Tujuan Tugas → Tulis ulang bagian teks tentang tarbiyah dzatiyah yang dimulai dari kata-kata "Urgensi Tarbiyah Dzatiyah" dan berakhir setelah "At-Tahrim : 6)". Ganti "siksa" dengan "azab".
____ Blok Teks
Judul
Buku : Tarbiyah Dzatiyah
Judul
Asli : At-Tarbiyah
adz-dzatiyah ma’alim wa taujihat
Penulis : Abdullah bin Abdul Aziz
Al-Aidan
Penerjemah : Fadhli Bahri, Lc
Penerbit : An-Nadwah, Jakarta
Tahun : 2002
Ukuran Buku : 96 ha1; 1,5 cm x 17,5
cm
ISBN : 979-3180-06-4
Edisi
Cetakan : Cetakan V, Jumadil
Akhir 1425 H/ Agustus 2004 M
Bab I.
Defenisi Tarbiyah Dzatiyah
Tarbiyah
dzatiyah adalah sejumlah sarana tarbiyah (pembinaan), yang diberikan orang Muslim,
atau Muslimah, kepada dirinya, untuk membentuk kepribadian islami yang sempurna
di seluruh sisinya; ilmiah, iman, akhlak, sosial, dan lain sebagainya, dan naik
tinggi ke tingakatan kesempurnaan sebagai manusia. Atau dengan kata lain, tarbiyah
dzatiyah adalah tarbiyah seseorang terhadap diri sendiri dengan dirinya
sendiri. Dengan defenisi seperti itu, tarbiyah dzatiyah setara dengan tarbiyah
jama’iyah (kolektif) atau forum-forum umum yang dikerjakan seseorang, atau ia
geluti bersama orang lain, atau ia ter-tarbiyah (terbina) di dalamnya bersama
mereka.
Bab II.
Urgensi Tarbiyah Dzatiyah
1.
Menjaga diri mesti didulukan daripada menjaga orang lain
Tarbiyah seorang muslim terhadap
dirinya tidak lain adalah upaya melindunginya dari siksa Allah ta’ala dan
neraka-Nya. “Hai orang-orang yang beriman, jagalah diri dan keluarga kalian dari api
neraka yang bahan bakarnya adalah manusia dan batu.” (QS. At-Tahrim : 6)
________
____ Data yang Diberikan
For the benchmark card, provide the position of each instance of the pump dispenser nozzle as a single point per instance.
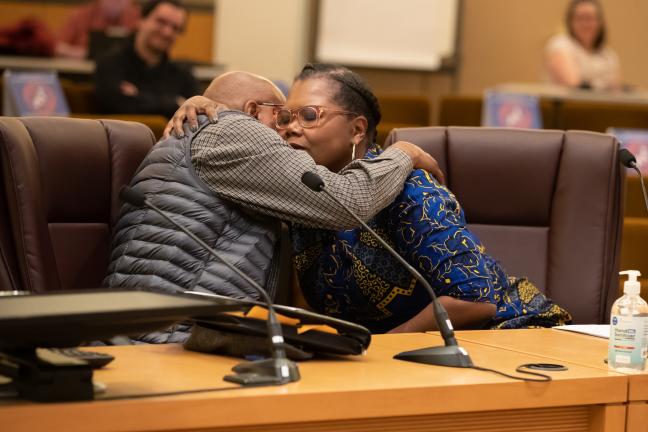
________
Jawaban →
Urgensi Tarbiyah Dzatiyah
1.
Menjaga diri mesti didulukan daripada menjaga orang lain
Tarbiyah seorang muslim terhadap
dirinya tidak lain adalah upaya melindunginya dari azab Allah ta’ala dan
neraka-Nya. “Hai orang-orang yang beriman, jagalah diri dan keluarga kalian dari api
neraka yang bahan bakarnya adalah manusia dan batu.” (QS. At-Tahrim : 6)